*TO-DO LIST:*
(a) Copy the vSphere CSI walkthrough word for word, from "Next we will" up to and including "cluster’s worker nodes.".
(b) Write what comes next in the vSphere CSI walkthrough, starting right after its last sentence.

*DOCUMENT:*
════════

Next we will download the YAML file that deploys all necessary resources for vSphere CSI. The YAML file is hosted on the vSphere CSI GitHub repository https://github.com/kubernetes-sigs/vsphere-csi-driver.git
As of this writing release 3.4 is the latest release, so we will switch to that branch and navigate to manifests > vanilla and download the raw YAML for the file named vsphere-csi-driver.yaml
Once downloaded, we will edit the file to include the nodeSelector label of group: md-0 for the daemonset resources, such that the node driver pods are resident only on the EKS Anywhere cluster’s worker nodes.
A snip of how the daemonset configuration looks like at my end
kind: DaemonSet
apiVersion: apps/v1
metadata:
name: vsphere-csi-node
namespace: vmware-system-csi
spec:
selector:
matchLabels:
app: vsphere-csi-node
updateStrategy:
type: "RollingUpdate"
rollingUpdate:
maxUnavailable: 1
template:
metadata:
labels:
app: vsphere-csi-node
role: vsphere-csi
spec:
priorityClassName: system-node-critical
nodeSelector:
kubernetes.io/os: linux
group: md-0
In addition to that we can OPTIONALLY delete the daemonset for the windows node driver pod.

════════

*RAW DATA:*

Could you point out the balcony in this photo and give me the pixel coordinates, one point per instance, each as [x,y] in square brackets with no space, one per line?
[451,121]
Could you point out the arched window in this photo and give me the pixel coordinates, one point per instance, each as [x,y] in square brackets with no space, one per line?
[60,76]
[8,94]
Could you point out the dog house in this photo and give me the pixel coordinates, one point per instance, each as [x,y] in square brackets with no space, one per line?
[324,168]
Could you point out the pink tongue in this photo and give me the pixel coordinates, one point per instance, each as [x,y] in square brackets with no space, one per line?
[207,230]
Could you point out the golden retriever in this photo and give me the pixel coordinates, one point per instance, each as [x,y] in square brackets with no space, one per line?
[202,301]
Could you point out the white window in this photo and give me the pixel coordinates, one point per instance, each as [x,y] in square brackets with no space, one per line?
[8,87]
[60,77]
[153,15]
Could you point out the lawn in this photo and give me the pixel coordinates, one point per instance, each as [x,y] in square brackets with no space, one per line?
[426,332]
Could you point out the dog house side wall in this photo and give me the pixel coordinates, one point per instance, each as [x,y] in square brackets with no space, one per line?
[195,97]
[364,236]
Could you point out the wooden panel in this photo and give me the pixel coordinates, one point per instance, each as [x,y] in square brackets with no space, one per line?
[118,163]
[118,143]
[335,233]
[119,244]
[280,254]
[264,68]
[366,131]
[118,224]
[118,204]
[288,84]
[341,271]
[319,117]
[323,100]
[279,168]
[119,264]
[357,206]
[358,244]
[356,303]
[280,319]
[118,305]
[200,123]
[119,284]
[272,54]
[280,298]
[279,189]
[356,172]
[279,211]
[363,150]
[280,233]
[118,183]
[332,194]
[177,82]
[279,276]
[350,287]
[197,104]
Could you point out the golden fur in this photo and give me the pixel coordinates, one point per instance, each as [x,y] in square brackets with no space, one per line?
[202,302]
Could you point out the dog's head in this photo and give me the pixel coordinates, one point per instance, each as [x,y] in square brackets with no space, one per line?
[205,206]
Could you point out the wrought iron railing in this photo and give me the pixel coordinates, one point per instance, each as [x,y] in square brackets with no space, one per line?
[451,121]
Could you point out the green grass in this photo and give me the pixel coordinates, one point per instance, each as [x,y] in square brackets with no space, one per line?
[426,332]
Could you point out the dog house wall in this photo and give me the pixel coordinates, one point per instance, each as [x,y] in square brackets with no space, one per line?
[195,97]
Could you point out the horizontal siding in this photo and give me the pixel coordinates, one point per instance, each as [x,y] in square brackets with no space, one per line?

════════

*TASK ANSWERS:*
(a)
Next we will download the YAML file that deploys all necessary resources for vSphere CSI. The YAML file is hosted on the vSphere CSI GitHub repository https://github.com/kubernetes-sigs/vsphere-csi-driver.git
As of this writing release 3.4 is the latest release, so we will switch to that branch and navigate to manifests > vanilla and download the raw YAML for the file named vsphere-csi-driver.yaml
Once downloaded, we will edit the file to include the nodeSelector label of group: md-0 for the daemonset resources, such that the node driver pods are resident only on the EKS Anywhere cluster’s worker nodes.

(b)
Apply the csi-vsphere.yaml file to the cluster
kubectl apply -f vsphere-csi-driver.yaml
Observe the creation of controller and node pods for vSphere CSI
kubectl get pods -n vmware-system-csi
NAME READY STATUS RESTARTS AGE
vsphere-csi-controller-6b856bfcff-krwvm 7/7 Running 0 4m9s
vsphere-csi-controller-6b856bfcff-ps5tf 7/7 Running 0 4m9s
vsphere-csi-controller-6b856bfcff-w6mfg 7/7 Running 0 4m9s
vsphere-csi-node-9z7jz 3/3 Running 0 4m9s
vsphere-csi-node-bqd4g 3/3 Running 0 4m9s
Create a storage class that will be used for persistent volumes
cat <<EOF | kubectl apply -f -
kind: StorageClass
apiVersion: storage.k8s.io/v1
metadata:
name: vsphere-sc
annotations:
storageclass.kubernetes.io/is-default-class: "true"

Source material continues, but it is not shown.